**Exercises**
1/ Write out the part of the viral vector page starting with "Retroviruses are enveloped" and going on through "for our project.".
2/ According to the viral vector page, why can the double-stranded viral DNA enter the nucleus during mitosis? Answer in one to three sentences.
3/ Using the viral vector page, answer these questions:
(a) What is the approximate diameter of a retroviral virion?
(b) Which receptor is the Moloney Murine Leukemia Virus highly specific toward?
(c) By how many base pairs does the viral Integrase recess the 3' ends of the DNA?

**Reading passage**
Team:Freiburg/Project/The viral vector


The AcCELLerator

The Viral Vector

Retroviral Introduction

Retroviruses are enveloped viruses that are found in fish, avian and mammals. The diameter of a retroviral virion is approximately 80 – 100 nm. The outmost layer of the virus is a lipid bilayer derived from the host cell membrane. It surrounds the spherical capsid in which two identical single stranded RNA strands are located (Fig. 2). They are positive-sense and approximately 7 – 11 kb long [5]. The retroviral life cycle can be divided in two distinct phases: infection and replication. In the following sections we will focus on the Moloney Murine Leukemia Virus (MuLV), which is the origin of the viral vector we are using for our project.

Fig.1: Steps in viral transduction.

Retroviral Tropism And Infection Mechanism

Viruses are classified as ecotropic, polytropic or amphotropic depending on the number of different host cells they are able to infect [1]. The Moloney Murine Leukemia Virus (MuLV) is an ecotropic gamma-retrovirus; it only infects rodent cells (mice and rat). This tropism of the virus is granted by its high specificity towards the mCAT-1 receptor [7]. Once attached to the receptor the MuLV enters the target cell and the single stranded viral RNA is transferred into the cytoplasm.

Within the cell a complementary strand of DNA is created by the viral reverse transcriptase, which is then replicated to form a double strand DNA (dsDNA). During mitosis the dsDNA can enter the nucleus due to the breakdown of the nuclear membrane. Once in the nucleus the viral DNA is further processed by the viral Integrase that recesses the the 3’ ends of the DNA by 2 bp. Double stranded viral DNA is then integrated at random into the host genome and, termed as provirus, it starts to express viral enzymes and proteins.

**Data excerpts**
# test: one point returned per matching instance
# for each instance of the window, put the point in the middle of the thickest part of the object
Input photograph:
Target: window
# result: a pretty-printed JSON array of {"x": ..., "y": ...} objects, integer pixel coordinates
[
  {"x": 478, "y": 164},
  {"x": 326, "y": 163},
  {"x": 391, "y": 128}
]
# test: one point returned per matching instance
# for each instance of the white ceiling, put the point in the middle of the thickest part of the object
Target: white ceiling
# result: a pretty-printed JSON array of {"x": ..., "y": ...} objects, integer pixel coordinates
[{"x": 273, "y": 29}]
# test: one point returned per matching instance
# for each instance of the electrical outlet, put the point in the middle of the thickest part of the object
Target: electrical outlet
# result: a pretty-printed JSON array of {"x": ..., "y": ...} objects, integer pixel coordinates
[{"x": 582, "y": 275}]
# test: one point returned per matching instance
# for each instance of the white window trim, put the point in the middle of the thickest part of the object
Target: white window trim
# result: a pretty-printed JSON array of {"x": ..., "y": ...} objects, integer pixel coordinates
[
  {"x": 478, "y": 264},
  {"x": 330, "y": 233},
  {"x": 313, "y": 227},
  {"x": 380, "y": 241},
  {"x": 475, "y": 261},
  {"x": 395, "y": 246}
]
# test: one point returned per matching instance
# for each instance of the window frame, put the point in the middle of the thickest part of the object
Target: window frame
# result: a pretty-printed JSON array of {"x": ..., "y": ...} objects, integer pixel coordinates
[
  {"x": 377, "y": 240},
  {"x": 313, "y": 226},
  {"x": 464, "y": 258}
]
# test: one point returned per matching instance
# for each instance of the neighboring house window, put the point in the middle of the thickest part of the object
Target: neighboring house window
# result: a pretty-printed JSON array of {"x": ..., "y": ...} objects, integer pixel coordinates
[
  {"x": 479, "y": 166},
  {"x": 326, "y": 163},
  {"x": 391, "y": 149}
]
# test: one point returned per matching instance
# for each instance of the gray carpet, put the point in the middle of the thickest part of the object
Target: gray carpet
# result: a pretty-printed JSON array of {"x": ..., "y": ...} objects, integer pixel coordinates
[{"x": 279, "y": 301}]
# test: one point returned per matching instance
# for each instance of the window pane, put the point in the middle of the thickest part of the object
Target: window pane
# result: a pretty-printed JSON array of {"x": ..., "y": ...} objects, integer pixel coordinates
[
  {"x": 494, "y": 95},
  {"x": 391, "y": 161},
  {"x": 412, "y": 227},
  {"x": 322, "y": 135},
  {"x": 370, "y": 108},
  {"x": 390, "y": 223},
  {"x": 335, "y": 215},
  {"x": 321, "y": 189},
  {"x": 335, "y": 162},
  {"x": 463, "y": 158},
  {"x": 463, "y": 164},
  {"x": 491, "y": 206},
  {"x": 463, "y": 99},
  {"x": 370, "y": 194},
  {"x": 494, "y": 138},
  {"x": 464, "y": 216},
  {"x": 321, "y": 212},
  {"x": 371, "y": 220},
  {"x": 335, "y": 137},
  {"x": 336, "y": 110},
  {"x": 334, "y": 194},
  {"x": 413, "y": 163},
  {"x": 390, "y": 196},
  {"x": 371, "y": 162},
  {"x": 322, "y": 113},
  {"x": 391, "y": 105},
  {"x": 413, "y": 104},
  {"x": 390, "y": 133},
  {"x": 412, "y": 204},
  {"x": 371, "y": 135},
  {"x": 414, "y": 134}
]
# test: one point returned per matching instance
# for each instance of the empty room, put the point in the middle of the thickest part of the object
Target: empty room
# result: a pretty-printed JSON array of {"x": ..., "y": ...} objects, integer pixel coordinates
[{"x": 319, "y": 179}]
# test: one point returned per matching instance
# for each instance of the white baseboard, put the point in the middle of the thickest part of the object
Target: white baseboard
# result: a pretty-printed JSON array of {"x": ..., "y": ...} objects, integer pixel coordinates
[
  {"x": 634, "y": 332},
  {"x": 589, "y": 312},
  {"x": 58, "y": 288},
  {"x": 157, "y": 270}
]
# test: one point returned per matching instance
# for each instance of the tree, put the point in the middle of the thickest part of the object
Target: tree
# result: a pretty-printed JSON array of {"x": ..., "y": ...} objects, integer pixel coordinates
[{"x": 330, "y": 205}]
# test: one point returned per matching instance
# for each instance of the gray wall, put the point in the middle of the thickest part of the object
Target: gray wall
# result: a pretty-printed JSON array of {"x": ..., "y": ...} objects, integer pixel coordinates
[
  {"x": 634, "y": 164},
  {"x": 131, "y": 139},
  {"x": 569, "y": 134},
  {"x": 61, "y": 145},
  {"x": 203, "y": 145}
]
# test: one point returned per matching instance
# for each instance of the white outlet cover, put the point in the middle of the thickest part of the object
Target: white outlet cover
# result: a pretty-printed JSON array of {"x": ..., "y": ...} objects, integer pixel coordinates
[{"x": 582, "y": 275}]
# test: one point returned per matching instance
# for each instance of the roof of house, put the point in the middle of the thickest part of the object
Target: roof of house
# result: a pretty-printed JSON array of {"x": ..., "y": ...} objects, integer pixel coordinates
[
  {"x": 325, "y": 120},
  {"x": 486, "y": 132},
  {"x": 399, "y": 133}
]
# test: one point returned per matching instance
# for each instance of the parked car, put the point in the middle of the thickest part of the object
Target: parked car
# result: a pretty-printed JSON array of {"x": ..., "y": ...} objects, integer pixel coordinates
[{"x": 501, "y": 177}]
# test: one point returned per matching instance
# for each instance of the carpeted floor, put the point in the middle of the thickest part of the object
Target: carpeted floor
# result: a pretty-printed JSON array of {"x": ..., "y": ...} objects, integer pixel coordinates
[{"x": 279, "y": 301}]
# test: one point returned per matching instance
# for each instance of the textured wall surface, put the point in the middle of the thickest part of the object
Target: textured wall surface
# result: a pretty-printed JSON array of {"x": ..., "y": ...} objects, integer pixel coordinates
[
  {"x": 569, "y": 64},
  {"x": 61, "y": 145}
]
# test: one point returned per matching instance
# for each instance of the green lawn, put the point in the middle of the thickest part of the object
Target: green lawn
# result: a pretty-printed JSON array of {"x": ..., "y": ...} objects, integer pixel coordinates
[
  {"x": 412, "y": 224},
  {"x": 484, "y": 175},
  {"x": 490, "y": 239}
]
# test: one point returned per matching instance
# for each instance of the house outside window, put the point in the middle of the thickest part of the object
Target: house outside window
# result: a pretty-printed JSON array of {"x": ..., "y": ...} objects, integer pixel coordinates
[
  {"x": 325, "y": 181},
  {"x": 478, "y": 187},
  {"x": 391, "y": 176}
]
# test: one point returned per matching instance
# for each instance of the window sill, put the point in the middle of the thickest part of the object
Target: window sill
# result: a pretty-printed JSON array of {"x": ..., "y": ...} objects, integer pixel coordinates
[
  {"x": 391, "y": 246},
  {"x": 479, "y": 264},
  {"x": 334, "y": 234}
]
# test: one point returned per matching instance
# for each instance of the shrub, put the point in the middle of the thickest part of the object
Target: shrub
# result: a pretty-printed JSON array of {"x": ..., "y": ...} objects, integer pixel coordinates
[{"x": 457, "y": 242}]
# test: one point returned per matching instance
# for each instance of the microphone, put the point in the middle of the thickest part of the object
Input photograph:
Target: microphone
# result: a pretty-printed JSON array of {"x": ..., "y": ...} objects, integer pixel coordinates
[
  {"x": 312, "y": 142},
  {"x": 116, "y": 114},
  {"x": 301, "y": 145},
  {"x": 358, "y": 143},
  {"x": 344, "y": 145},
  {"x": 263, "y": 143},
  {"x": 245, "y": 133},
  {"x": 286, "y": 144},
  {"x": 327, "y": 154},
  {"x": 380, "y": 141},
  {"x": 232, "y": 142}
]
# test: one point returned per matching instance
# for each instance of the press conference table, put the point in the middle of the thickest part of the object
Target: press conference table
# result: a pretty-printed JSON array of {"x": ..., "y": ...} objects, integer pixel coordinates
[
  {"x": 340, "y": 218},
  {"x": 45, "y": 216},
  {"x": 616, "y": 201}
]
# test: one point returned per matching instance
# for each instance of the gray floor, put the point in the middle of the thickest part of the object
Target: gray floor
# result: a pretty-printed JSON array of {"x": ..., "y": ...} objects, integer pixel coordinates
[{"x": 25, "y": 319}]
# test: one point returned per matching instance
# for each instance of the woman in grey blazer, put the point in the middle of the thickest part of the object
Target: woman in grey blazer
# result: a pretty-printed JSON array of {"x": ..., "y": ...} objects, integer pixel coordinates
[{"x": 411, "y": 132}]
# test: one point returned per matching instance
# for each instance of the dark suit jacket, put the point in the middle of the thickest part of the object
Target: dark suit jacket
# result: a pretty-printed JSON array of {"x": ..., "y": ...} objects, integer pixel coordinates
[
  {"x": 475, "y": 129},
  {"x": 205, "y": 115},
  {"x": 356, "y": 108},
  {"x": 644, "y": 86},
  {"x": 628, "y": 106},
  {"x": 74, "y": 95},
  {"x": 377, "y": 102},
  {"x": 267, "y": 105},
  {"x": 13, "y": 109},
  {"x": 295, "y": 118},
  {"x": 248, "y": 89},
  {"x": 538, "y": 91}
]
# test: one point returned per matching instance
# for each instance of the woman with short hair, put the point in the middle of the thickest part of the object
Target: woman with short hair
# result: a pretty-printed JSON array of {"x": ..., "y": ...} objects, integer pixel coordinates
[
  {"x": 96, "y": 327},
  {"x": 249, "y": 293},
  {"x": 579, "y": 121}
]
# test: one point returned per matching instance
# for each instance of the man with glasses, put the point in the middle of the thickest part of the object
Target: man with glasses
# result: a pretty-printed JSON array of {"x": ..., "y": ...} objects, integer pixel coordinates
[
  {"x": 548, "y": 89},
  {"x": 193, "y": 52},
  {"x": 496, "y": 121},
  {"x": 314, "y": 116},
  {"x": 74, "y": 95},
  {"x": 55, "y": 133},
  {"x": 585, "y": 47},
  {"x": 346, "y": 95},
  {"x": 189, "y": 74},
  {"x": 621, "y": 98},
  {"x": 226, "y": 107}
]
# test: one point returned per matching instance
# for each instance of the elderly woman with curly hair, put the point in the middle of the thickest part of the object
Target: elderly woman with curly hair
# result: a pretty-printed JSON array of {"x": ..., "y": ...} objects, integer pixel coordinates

**Solutions per task**
1/
Retroviruses are enveloped viruses that are found in fish, avian and mammals. The diameter of a retroviral virion is approximately 80 – 100 nm. The outmost layer of the virus is a lipid bilayer derived from the host cell membrane. It surrounds the spherical capsid in which two identical single stranded RNA strands are located (Fig. 2). They are positive-sense and approximately 7 – 11 kb long [5]. The retroviral life cycle can be divided in two distinct phases: infection and replication. In the following sections we will focus on the Moloney Murine Leukemia Virus (MuLV), which is the origin of the viral vector we are using for our project.

2/ During mitosis, the nuclear membrane breaks down. This lets the double-stranded viral DNA enter the nucleus.

3/
(a) Approximately 80–100 nm.
(b) The mCAT-1 receptor.
(c) By 2 bp.